**CHALLENGE:**
Put every line of the items below into a Markdown table with the columns "Row" and "Line," numbering the rows in order and skipping blank lines.

◇ ◇ ◇ ◇ ◇

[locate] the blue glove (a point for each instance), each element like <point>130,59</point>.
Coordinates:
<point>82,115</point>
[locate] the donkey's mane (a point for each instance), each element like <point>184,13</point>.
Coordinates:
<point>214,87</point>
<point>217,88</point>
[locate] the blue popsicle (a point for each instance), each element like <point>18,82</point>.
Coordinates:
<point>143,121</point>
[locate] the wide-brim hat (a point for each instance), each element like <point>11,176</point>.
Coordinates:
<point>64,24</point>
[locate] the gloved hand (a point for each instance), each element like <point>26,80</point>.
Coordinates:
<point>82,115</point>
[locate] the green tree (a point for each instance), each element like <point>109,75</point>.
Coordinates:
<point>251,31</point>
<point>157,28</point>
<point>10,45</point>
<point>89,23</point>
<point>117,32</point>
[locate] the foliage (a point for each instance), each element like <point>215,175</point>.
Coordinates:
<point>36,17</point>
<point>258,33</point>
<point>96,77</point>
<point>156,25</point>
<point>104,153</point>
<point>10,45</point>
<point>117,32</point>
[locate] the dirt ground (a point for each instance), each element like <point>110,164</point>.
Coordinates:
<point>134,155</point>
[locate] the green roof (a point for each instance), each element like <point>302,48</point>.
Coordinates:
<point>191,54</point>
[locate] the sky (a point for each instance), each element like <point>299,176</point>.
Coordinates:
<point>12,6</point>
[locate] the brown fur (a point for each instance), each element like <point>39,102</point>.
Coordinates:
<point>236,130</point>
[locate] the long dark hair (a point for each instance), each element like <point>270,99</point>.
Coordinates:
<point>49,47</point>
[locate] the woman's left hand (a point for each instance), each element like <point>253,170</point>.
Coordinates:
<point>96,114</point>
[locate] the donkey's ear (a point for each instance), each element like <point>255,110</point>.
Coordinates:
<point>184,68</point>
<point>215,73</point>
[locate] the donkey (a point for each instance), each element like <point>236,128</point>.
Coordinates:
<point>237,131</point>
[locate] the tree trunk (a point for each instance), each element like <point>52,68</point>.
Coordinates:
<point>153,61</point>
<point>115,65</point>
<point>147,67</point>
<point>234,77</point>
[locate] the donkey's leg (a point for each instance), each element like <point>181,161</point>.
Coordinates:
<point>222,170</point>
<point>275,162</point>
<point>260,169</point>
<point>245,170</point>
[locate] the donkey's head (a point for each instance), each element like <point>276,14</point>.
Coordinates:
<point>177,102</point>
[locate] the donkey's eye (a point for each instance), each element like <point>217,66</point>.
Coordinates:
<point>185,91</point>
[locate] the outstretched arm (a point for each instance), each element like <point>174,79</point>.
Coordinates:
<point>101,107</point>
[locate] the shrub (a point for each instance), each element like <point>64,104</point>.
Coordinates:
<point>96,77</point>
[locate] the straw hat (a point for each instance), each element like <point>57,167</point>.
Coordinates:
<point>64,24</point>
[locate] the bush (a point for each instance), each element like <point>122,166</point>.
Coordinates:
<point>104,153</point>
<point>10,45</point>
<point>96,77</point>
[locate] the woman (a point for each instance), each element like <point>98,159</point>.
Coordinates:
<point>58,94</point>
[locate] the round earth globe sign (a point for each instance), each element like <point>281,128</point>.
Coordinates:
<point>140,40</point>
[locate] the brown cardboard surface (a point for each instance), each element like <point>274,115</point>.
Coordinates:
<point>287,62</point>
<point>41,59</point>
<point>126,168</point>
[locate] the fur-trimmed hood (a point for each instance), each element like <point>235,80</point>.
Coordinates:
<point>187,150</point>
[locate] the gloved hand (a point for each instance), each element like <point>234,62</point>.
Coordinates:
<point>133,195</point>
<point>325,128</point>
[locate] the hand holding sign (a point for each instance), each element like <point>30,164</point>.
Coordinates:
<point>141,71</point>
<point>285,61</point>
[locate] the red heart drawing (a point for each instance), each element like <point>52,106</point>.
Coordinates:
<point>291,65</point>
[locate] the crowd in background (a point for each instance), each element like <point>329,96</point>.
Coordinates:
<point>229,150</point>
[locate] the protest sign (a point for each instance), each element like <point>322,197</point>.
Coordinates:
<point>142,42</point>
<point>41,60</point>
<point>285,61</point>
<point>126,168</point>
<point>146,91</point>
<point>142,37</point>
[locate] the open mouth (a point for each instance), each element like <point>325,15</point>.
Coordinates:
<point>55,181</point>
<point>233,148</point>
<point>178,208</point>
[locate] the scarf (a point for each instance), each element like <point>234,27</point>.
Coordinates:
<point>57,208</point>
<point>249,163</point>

◇ ◇ ◇ ◇ ◇

**TASK RESULT:**
| Row | Line |
|---|---|
| 1 | [locate] the blue glove (a point for each instance), each element like <point>130,59</point>. |
| 2 | Coordinates: |
| 3 | <point>82,115</point> |
| 4 | [locate] the donkey's mane (a point for each instance), each element like <point>184,13</point>. |
| 5 | Coordinates: |
| 6 | <point>214,87</point> |
| 7 | <point>217,88</point> |
| 8 | [locate] the blue popsicle (a point for each instance), each element like <point>18,82</point>. |
| 9 | Coordinates: |
| 10 | <point>143,121</point> |
| 11 | [locate] the wide-brim hat (a point for each instance), each element like <point>11,176</point>. |
| 12 | Coordinates: |
| 13 | <point>64,24</point> |
| 14 | [locate] the gloved hand (a point for each instance), each element like <point>26,80</point>. |
| 15 | Coordinates: |
| 16 | <point>82,115</point> |
| 17 | [locate] the green tree (a point for each instance), each element like <point>109,75</point>. |
| 18 | Coordinates: |
| 19 | <point>251,31</point> |
| 20 | <point>157,28</point> |
| 21 | <point>10,45</point> |
| 22 | <point>89,23</point> |
| 23 | <point>117,32</point> |
| 24 | [locate] the foliage (a point for each instance), each element like <point>215,175</point>. |
| 25 | Coordinates: |
| 26 | <point>36,17</point> |
| 27 | <point>258,33</point> |
| 28 | <point>96,77</point> |
| 29 | <point>156,25</point> |
| 30 | <point>104,153</point> |
| 31 | <point>10,45</point> |
| 32 | <point>117,32</point> |
| 33 | [locate] the dirt ground (a point for each instance), each element like <point>110,164</point>. |
| 34 | Coordinates: |
| 35 | <point>134,155</point> |
| 36 | [locate] the green roof (a point for each instance), each element like <point>302,48</point>. |
| 37 | Coordinates: |
| 38 | <point>191,54</point> |
| 39 | [locate] the sky (a point for each instance), each element like <point>299,176</point>. |
| 40 | Coordinates: |
| 41 | <point>12,6</point> |
| 42 | [locate] the brown fur (a point for each instance), each element like <point>39,102</point>. |
| 43 | Coordinates: |
| 44 | <point>236,130</point> |
| 45 | [locate] the long dark hair (a point for each instance), each element like <point>270,99</point>. |
| 46 | Coordinates: |
| 47 | <point>49,47</point> |
| 48 | [locate] the woman's left hand (a point for each instance), each element like <point>253,170</point>. |
| 49 | Coordinates: |
| 50 | <point>96,114</point> |
| 51 | [locate] the donkey's ear (a point for each instance), each element like <point>255,110</point>. |
| 52 | Coordinates: |
| 53 | <point>184,68</point> |
| 54 | <point>215,73</point> |
| 55 | [locate] the donkey (a point for each instance), each element like <point>236,128</point>. |
| 56 | Coordinates: |
| 57 | <point>237,131</point> |
| 58 | [locate] the tree trunk (a point for each instance), each element like <point>52,68</point>. |
| 59 | Coordinates: |
| 60 | <point>153,61</point> |
| 61 | <point>115,65</point> |
| 62 | <point>147,67</point> |
| 63 | <point>234,77</point> |
| 64 | [locate] the donkey's leg (a point for each instance), each element like <point>181,161</point>. |
| 65 | Coordinates: |
| 66 | <point>222,170</point> |
| 67 | <point>275,162</point> |
| 68 | <point>260,169</point> |
| 69 | <point>245,170</point> |
| 70 | [locate] the donkey's head (a point for each instance), each element like <point>276,14</point>. |
| 71 | Coordinates: |
| 72 | <point>177,102</point> |
| 73 | [locate] the donkey's eye (a point for each instance), each element like <point>217,66</point>. |
| 74 | Coordinates: |
| 75 | <point>185,91</point> |
| 76 | [locate] the outstretched arm (a point for each instance), each element like <point>174,79</point>. |
| 77 | Coordinates: |
| 78 | <point>101,107</point> |
| 79 | [locate] the shrub (a point for each instance), each element like <point>64,104</point>. |
| 80 | Coordinates: |
| 81 | <point>96,77</point> |
| 82 | [locate] the straw hat (a point for each instance), each element like <point>57,167</point>. |
| 83 | Coordinates: |
| 84 | <point>64,24</point> |
| 85 | [locate] the bush (a point for each instance), each element like <point>122,166</point>. |
| 86 | Coordinates: |
| 87 | <point>104,153</point> |
| 88 | <point>10,45</point> |
| 89 | <point>96,77</point> |
| 90 | [locate] the woman (a point for each instance), each element like <point>98,159</point>. |
| 91 | Coordinates: |
| 92 | <point>58,94</point> |
| 93 | [locate] the round earth globe sign (a point for each instance), each element like <point>281,128</point>. |
| 94 | Coordinates: |
| 95 | <point>140,40</point> |
| 96 | [locate] the brown cardboard surface (a point for each instance), each element like <point>274,115</point>. |
| 97 | Coordinates: |
| 98 | <point>287,62</point> |
| 99 | <point>41,59</point> |
| 100 | <point>126,168</point> |
| 101 | [locate] the fur-trimmed hood (a point for each instance), each element like <point>235,80</point>. |
| 102 | Coordinates: |
| 103 | <point>187,150</point> |
| 104 | [locate] the gloved hand (a point for each instance), each element like <point>234,62</point>. |
| 105 | Coordinates: |
| 106 | <point>133,195</point> |
| 107 | <point>325,128</point> |
| 108 | [locate] the hand holding sign (a point for each instance), each element like <point>30,164</point>. |
| 109 | Coordinates: |
| 110 | <point>141,71</point> |
| 111 | <point>285,61</point> |
| 112 | [locate] the red heart drawing (a point for each instance), each element like <point>52,106</point>. |
| 113 | Coordinates: |
| 114 | <point>291,65</point> |
| 115 | [locate] the crowd in background (a point for each instance), each element like <point>329,96</point>. |
| 116 | Coordinates: |
| 117 | <point>229,150</point> |
| 118 | [locate] the protest sign (a point for each instance), each element like <point>322,197</point>. |
| 119 | Coordinates: |
| 120 | <point>142,42</point> |
| 121 | <point>41,60</point> |
| 122 | <point>285,61</point> |
| 123 | <point>126,168</point> |
| 124 | <point>146,91</point> |
| 125 | <point>142,37</point> |
| 126 | [locate] the open mouth (a point for each instance), each element like <point>325,15</point>. |
| 127 | Coordinates: |
| 128 | <point>55,181</point> |
| 129 | <point>233,148</point> |
| 130 | <point>178,208</point> |
| 131 | [locate] the scarf (a point for each instance), each element like <point>234,27</point>. |
| 132 | Coordinates: |
| 133 | <point>57,208</point> |
| 134 | <point>249,163</point> |